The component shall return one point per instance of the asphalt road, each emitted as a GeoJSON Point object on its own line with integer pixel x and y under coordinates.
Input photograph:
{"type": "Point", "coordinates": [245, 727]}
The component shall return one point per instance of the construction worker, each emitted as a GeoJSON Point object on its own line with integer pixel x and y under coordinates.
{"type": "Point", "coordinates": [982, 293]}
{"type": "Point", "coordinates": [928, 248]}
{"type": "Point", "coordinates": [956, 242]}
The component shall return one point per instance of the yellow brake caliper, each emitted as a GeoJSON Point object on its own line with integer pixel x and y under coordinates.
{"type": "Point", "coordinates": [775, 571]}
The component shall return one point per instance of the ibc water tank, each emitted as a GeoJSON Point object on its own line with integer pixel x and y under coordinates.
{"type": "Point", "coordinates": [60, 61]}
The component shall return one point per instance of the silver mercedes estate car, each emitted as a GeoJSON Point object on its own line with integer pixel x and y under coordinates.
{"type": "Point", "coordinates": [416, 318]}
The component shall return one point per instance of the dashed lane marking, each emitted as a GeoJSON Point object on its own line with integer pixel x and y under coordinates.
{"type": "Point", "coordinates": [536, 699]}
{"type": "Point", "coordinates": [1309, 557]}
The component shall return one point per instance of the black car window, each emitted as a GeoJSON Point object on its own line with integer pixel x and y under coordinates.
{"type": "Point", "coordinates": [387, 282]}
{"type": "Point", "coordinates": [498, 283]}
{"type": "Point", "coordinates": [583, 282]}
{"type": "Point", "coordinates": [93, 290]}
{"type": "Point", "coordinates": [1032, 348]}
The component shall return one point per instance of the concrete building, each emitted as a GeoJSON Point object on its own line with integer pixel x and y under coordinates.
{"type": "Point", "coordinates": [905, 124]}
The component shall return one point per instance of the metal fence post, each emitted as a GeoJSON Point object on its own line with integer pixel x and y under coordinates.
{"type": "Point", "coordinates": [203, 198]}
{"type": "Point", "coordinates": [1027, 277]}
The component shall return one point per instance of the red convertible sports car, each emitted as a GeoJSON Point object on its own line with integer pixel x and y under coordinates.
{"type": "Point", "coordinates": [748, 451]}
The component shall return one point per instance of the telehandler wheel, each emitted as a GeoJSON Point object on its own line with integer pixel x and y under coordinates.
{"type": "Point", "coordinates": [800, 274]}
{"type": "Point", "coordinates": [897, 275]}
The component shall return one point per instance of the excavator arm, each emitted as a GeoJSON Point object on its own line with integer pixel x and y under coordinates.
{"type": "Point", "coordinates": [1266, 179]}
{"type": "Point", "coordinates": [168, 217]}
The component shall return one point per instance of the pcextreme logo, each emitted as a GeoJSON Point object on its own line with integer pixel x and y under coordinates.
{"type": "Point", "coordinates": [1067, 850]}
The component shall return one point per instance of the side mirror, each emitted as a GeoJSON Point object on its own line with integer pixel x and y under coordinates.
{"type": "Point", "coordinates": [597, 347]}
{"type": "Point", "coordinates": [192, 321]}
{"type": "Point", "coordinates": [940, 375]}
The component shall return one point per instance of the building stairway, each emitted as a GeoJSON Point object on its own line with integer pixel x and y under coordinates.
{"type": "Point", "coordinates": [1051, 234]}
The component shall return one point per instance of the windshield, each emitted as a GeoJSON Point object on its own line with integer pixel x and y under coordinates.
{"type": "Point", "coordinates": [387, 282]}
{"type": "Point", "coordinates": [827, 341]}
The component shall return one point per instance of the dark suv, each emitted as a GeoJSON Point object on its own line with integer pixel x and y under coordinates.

■ **Your instructions**:
Exactly as they are written, print the entries again.

■ **Correct result**:
The component shall return one point per instance of the asphalt road, each emitted as a GeoJSON Point object on its own line with integer pixel x and y under coordinates.
Input photograph:
{"type": "Point", "coordinates": [245, 727]}
The component shall return one point per instance of the construction worker, each emitted as a GeoJSON Point object on its own line with integer pixel x and y under coordinates.
{"type": "Point", "coordinates": [982, 293]}
{"type": "Point", "coordinates": [928, 248]}
{"type": "Point", "coordinates": [956, 242]}
The component shall return one point per instance of the yellow brake caliper, each emitted as a GeoJSON Point object on its own line with integer pixel x and y under coordinates.
{"type": "Point", "coordinates": [775, 571]}
The component shall return one point per instance of the ibc water tank, each emitted as a GeoJSON Point object on its own line with integer pixel x and y under coordinates.
{"type": "Point", "coordinates": [60, 61]}
The component shall return one point per instance of the silver mercedes estate car, each emitted as a GeoJSON Point object on its own line with integer pixel x and y under coordinates.
{"type": "Point", "coordinates": [416, 318]}
The component shall return one point per instance of the dashed lane marking, each emitted as a GeoJSON Point object on its own line with integer pixel x and y under coordinates.
{"type": "Point", "coordinates": [536, 699]}
{"type": "Point", "coordinates": [1309, 557]}
The component shall return one point per instance of the black car window, each emitted as a GeoJSON Point object on its own line with integer pixel x and y under coordinates.
{"type": "Point", "coordinates": [387, 282]}
{"type": "Point", "coordinates": [498, 283]}
{"type": "Point", "coordinates": [583, 282]}
{"type": "Point", "coordinates": [93, 290]}
{"type": "Point", "coordinates": [1032, 348]}
The component shall return one point per instance of the concrete building, each emitted as a GeoJSON Point object on its own line with integer pixel x and y under coordinates.
{"type": "Point", "coordinates": [905, 124]}
The component shall return one point per instance of the metal fence post, each emitted as a GeoJSON Point object on its own line with integer pixel x and y under coordinates.
{"type": "Point", "coordinates": [203, 198]}
{"type": "Point", "coordinates": [1027, 277]}
The component shall return one point per instance of the red convertible sports car, each emitted as a GeoJSON Point object on its own line with integer pixel x and y under coordinates.
{"type": "Point", "coordinates": [748, 451]}
The component shall return one point per instance of the telehandler wheel, each emitted as a GeoJSON Point object on its own line with integer pixel x and y under coordinates.
{"type": "Point", "coordinates": [800, 274]}
{"type": "Point", "coordinates": [897, 275]}
The component shall return one point per instance of the excavator arm, each emitted as a GeoJSON Point object on its own line with integer pixel x and y under coordinates.
{"type": "Point", "coordinates": [1266, 179]}
{"type": "Point", "coordinates": [168, 217]}
The component shall return one point per instance of the pcextreme logo, each emitted as a GeoJSON Point object on its own line with integer pixel x and y under coordinates.
{"type": "Point", "coordinates": [1067, 850]}
The component shall return one point per instance of the side mirror, each emitted as a GeoJSON Point object on its own line with integer pixel x and y under coordinates.
{"type": "Point", "coordinates": [597, 347]}
{"type": "Point", "coordinates": [192, 321]}
{"type": "Point", "coordinates": [940, 375]}
The component shall return one point per instance of the building stairway, each emitted as a GeoJSON Point object on its own line with integer pixel x and y under coordinates.
{"type": "Point", "coordinates": [1051, 234]}
The component shall return one point per instance of the windshield, each emitted as a GeoJSON Point object on its own line with integer pixel x and y under coordinates.
{"type": "Point", "coordinates": [387, 282]}
{"type": "Point", "coordinates": [827, 341]}
The component shall return one point per instance of the dark suv, each emitted as a GeoJSON Point object on its own line with integer pixel x and y under coordinates.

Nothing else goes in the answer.